• [What is needed]
Please give again, word for word, the line that contains "Look at the photo above. For each instance of the stack" and every line after it to the end of the data, with no other lines.

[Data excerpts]

┌──

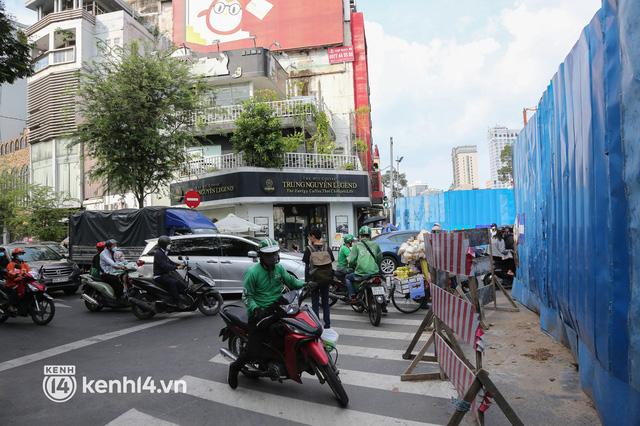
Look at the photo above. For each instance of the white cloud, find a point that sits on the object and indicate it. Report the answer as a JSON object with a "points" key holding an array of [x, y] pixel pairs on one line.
{"points": [[434, 94]]}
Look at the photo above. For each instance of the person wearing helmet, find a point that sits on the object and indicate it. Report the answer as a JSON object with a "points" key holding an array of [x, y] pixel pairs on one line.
{"points": [[343, 255], [17, 269], [263, 285], [96, 271], [164, 271], [365, 258], [109, 266]]}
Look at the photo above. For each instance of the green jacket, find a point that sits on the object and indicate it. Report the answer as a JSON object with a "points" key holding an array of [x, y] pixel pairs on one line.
{"points": [[360, 259], [262, 288], [343, 257]]}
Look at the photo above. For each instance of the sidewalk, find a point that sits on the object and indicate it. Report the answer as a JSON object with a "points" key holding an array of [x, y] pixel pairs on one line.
{"points": [[537, 375]]}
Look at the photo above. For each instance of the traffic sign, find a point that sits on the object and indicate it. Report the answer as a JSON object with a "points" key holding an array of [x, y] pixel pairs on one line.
{"points": [[192, 199]]}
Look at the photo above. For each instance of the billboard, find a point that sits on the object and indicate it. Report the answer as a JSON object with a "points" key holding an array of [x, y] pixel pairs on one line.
{"points": [[209, 25]]}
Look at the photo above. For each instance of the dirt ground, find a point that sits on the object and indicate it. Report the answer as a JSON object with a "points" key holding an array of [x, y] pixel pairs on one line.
{"points": [[537, 375]]}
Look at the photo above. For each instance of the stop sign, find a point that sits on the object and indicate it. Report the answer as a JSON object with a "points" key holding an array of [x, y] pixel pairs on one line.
{"points": [[192, 199]]}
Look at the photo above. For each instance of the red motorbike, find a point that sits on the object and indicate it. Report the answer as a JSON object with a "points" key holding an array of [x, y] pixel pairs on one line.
{"points": [[35, 302], [297, 345]]}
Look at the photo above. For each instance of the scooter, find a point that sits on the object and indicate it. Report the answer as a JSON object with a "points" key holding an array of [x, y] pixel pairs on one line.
{"points": [[302, 351], [147, 297], [35, 302], [98, 294]]}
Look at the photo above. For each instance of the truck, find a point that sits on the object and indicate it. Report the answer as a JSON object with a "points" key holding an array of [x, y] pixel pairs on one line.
{"points": [[131, 228]]}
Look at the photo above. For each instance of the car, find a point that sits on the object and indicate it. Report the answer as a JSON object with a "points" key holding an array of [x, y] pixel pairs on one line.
{"points": [[389, 244], [225, 257], [58, 272]]}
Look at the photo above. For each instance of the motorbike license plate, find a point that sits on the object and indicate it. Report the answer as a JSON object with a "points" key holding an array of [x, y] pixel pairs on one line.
{"points": [[377, 291]]}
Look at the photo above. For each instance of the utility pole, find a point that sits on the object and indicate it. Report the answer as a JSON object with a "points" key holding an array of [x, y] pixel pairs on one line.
{"points": [[393, 198]]}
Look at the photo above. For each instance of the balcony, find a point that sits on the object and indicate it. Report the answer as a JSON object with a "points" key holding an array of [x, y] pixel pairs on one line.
{"points": [[55, 57], [221, 119], [292, 160]]}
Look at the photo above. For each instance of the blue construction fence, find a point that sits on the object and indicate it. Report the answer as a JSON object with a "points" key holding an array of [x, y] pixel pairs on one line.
{"points": [[577, 192], [456, 209]]}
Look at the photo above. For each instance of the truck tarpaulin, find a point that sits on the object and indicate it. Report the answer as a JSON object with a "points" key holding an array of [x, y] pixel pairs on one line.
{"points": [[576, 168]]}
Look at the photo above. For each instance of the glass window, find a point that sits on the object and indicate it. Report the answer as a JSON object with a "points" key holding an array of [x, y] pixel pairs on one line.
{"points": [[195, 247], [236, 247]]}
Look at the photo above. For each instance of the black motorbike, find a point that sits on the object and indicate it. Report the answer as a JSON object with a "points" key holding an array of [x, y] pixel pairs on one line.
{"points": [[147, 297]]}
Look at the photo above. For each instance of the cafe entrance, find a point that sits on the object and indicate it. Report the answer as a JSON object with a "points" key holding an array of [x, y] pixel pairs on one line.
{"points": [[293, 222]]}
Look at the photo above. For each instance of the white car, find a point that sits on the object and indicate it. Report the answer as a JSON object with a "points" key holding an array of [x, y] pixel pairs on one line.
{"points": [[225, 257]]}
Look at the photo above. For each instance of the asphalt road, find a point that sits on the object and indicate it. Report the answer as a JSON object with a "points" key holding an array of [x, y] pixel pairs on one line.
{"points": [[184, 347]]}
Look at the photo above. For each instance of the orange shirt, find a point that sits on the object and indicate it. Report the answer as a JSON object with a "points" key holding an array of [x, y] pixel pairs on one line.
{"points": [[14, 273]]}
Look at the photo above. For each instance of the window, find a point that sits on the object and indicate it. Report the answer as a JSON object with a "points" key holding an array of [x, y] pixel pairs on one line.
{"points": [[195, 247], [236, 247]]}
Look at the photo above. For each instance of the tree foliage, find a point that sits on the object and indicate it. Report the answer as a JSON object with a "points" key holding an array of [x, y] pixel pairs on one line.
{"points": [[505, 173], [15, 52], [399, 182], [137, 103], [258, 135]]}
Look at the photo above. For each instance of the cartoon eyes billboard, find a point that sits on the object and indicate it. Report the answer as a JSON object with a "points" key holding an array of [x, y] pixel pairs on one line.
{"points": [[206, 25]]}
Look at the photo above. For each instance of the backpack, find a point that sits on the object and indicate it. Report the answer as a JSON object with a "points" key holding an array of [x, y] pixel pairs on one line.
{"points": [[320, 268]]}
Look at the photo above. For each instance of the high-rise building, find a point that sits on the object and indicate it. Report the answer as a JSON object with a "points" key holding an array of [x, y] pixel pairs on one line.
{"points": [[465, 167], [499, 137]]}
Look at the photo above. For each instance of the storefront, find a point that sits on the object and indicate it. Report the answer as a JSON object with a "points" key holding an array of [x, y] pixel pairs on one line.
{"points": [[287, 204]]}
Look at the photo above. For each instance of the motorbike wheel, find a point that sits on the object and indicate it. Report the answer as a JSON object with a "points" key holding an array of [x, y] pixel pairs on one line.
{"points": [[329, 375], [45, 314], [210, 304], [374, 308], [142, 313]]}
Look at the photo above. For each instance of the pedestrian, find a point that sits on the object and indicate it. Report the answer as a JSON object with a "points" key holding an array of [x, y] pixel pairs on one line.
{"points": [[318, 259]]}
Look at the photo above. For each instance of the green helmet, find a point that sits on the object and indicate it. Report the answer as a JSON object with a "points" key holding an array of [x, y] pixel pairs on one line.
{"points": [[364, 230], [269, 246]]}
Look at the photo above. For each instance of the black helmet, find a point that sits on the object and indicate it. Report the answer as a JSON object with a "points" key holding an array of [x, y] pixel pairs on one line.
{"points": [[164, 241]]}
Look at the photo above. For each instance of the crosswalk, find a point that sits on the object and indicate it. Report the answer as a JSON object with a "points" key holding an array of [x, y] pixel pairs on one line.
{"points": [[370, 363]]}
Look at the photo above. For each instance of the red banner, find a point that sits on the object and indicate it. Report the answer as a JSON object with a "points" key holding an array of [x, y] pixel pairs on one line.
{"points": [[341, 54], [209, 25]]}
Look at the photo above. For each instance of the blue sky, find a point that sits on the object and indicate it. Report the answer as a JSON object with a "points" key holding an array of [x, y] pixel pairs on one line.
{"points": [[442, 72]]}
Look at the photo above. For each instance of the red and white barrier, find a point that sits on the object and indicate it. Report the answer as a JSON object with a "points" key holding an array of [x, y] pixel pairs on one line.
{"points": [[456, 313], [447, 251]]}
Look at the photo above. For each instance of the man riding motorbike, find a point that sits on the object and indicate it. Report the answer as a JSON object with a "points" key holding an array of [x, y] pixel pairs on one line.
{"points": [[109, 266], [365, 258], [263, 284], [17, 269], [164, 271]]}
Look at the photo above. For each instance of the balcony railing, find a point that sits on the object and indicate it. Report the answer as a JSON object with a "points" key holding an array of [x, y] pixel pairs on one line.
{"points": [[283, 109], [55, 57], [292, 160]]}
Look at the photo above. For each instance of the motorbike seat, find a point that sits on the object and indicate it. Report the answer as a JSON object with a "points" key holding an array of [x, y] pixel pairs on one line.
{"points": [[237, 314]]}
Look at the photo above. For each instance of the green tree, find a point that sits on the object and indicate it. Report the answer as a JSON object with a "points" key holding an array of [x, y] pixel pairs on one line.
{"points": [[15, 52], [258, 135], [399, 182], [137, 103], [505, 173]]}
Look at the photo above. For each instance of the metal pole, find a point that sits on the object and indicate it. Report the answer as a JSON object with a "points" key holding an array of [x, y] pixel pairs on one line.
{"points": [[393, 199]]}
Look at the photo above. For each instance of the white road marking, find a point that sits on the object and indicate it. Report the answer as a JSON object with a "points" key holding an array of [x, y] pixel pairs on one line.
{"points": [[364, 318], [285, 408], [385, 382], [38, 356], [377, 333], [134, 417]]}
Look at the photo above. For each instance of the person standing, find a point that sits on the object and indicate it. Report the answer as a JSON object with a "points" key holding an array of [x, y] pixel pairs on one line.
{"points": [[318, 259]]}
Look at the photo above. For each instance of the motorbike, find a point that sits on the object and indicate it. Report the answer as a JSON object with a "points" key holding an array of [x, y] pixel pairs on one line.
{"points": [[148, 297], [35, 302], [285, 358], [98, 294]]}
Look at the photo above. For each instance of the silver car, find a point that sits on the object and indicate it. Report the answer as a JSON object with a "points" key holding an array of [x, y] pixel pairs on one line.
{"points": [[225, 257]]}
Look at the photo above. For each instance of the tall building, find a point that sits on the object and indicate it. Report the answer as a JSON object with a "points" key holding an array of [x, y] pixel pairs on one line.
{"points": [[499, 137], [465, 167]]}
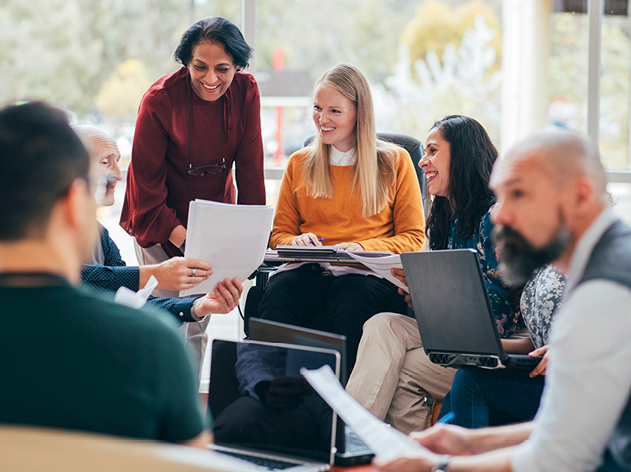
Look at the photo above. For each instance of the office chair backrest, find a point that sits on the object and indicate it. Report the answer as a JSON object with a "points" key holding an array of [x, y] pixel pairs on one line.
{"points": [[415, 149]]}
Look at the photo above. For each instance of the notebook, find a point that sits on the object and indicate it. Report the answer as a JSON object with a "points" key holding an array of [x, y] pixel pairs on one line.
{"points": [[264, 411], [351, 450], [453, 311]]}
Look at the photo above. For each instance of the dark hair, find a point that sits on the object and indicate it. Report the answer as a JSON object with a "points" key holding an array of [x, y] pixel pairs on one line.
{"points": [[40, 157], [472, 156], [216, 30]]}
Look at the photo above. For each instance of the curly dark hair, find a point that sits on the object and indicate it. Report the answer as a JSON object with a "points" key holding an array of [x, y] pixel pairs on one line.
{"points": [[472, 156], [216, 30]]}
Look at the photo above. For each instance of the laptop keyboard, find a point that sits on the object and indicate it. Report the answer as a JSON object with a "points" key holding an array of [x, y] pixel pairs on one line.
{"points": [[353, 443], [270, 464]]}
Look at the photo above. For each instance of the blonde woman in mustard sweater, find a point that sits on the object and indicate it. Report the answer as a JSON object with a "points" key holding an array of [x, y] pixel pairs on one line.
{"points": [[347, 189]]}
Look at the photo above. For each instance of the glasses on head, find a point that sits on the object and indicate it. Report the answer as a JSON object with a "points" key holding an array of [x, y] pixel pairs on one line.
{"points": [[206, 170]]}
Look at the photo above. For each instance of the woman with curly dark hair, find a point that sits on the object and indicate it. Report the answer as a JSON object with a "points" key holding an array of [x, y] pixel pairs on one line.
{"points": [[194, 125], [393, 375]]}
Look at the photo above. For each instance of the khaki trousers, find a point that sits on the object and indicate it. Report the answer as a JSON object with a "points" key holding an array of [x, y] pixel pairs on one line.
{"points": [[194, 333], [393, 375]]}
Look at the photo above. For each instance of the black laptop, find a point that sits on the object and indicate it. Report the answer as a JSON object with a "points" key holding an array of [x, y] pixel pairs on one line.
{"points": [[264, 411], [351, 450], [453, 311]]}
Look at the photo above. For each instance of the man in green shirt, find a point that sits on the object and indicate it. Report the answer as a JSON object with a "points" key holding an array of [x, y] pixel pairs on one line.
{"points": [[87, 363]]}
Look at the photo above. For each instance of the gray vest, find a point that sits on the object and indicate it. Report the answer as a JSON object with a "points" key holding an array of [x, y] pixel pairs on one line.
{"points": [[611, 260]]}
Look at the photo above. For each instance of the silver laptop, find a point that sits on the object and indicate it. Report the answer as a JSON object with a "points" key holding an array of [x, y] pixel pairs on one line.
{"points": [[264, 411], [453, 311]]}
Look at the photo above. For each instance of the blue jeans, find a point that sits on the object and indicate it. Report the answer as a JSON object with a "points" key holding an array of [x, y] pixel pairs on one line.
{"points": [[481, 397]]}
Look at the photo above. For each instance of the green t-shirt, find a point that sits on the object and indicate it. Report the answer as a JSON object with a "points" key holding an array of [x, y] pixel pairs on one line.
{"points": [[73, 360]]}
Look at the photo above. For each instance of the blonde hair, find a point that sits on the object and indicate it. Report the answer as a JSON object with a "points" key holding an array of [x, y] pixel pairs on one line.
{"points": [[373, 172]]}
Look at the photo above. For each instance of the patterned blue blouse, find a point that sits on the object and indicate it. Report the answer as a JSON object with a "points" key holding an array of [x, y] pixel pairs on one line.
{"points": [[507, 314]]}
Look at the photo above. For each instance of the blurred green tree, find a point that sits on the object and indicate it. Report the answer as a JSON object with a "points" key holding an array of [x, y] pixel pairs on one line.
{"points": [[437, 24], [121, 93]]}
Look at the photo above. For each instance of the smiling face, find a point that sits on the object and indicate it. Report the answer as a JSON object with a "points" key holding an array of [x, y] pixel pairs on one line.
{"points": [[212, 71], [335, 118], [435, 162]]}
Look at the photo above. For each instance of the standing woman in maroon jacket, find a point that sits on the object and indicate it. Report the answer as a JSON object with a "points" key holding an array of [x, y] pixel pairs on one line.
{"points": [[192, 126]]}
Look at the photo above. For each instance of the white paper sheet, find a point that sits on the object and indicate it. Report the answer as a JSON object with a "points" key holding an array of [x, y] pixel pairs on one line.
{"points": [[386, 442], [127, 297], [381, 266], [231, 238]]}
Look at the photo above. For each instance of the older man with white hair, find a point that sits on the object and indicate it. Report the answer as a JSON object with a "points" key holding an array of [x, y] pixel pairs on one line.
{"points": [[553, 207], [109, 272]]}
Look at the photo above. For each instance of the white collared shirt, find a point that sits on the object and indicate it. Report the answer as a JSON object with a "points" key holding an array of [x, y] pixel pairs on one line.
{"points": [[589, 370], [339, 158]]}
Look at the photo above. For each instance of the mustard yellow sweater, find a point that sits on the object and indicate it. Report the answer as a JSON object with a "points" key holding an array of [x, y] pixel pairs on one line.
{"points": [[398, 228]]}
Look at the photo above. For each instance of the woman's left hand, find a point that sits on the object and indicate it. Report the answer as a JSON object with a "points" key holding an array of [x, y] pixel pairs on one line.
{"points": [[223, 299], [350, 246], [543, 363]]}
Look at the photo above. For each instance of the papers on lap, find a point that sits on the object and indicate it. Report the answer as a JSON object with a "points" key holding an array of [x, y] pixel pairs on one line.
{"points": [[326, 252], [232, 238], [380, 262], [386, 442], [381, 266]]}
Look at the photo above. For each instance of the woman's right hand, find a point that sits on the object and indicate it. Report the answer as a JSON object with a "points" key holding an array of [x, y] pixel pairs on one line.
{"points": [[306, 239], [178, 235]]}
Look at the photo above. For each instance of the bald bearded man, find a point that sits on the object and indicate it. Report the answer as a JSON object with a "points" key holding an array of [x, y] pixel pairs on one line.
{"points": [[553, 207]]}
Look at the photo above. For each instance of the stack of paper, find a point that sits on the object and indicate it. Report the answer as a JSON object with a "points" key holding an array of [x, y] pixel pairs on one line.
{"points": [[231, 238]]}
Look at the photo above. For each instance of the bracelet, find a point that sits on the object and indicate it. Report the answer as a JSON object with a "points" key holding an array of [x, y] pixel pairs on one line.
{"points": [[443, 465]]}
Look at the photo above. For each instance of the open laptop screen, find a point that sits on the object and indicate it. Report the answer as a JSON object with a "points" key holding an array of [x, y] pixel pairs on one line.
{"points": [[450, 301], [260, 402]]}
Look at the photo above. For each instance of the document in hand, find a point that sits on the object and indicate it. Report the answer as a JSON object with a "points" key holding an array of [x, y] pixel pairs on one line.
{"points": [[386, 442], [231, 238]]}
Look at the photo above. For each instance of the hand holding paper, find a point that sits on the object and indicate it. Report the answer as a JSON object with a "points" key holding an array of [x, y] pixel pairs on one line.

└──

• [Reply]
Look at the photo above. For each instance of the stack of paper, find a point that sits on the object and indicate it. Report the answer as a JSON object with a "points" key holding an array of [x, y] pixel pairs on one line.
{"points": [[231, 238]]}
Look at the photo above. For each instance of the bracelet, find a point that sits on the object and indicate it. Report the answer as a JSON object with a "points" key holding an array of [x, y] pixel pairs on one line.
{"points": [[443, 465]]}
Look at the photo above. For each instance of the open laptop screen, find a point that sits on the object and indicate it. Report the answer as a JSON object with a "points" key holding an array of [x, y] pixel pairs on one line.
{"points": [[450, 301], [260, 402]]}
Look at the photo above. For each instance of the document in hand, find a point that sits on the object and indicate it. Report the answer as a JSON object with a "points" key holding an array of [x, y] pixel pairs on one line.
{"points": [[386, 442], [231, 238]]}
Look at the photo above. For each instance of the hand holding paper, find a point that sits on the object and indicate it. Report the answer as a JSON object with a "points" key holding an array of [x, y] pixel pairs on one line.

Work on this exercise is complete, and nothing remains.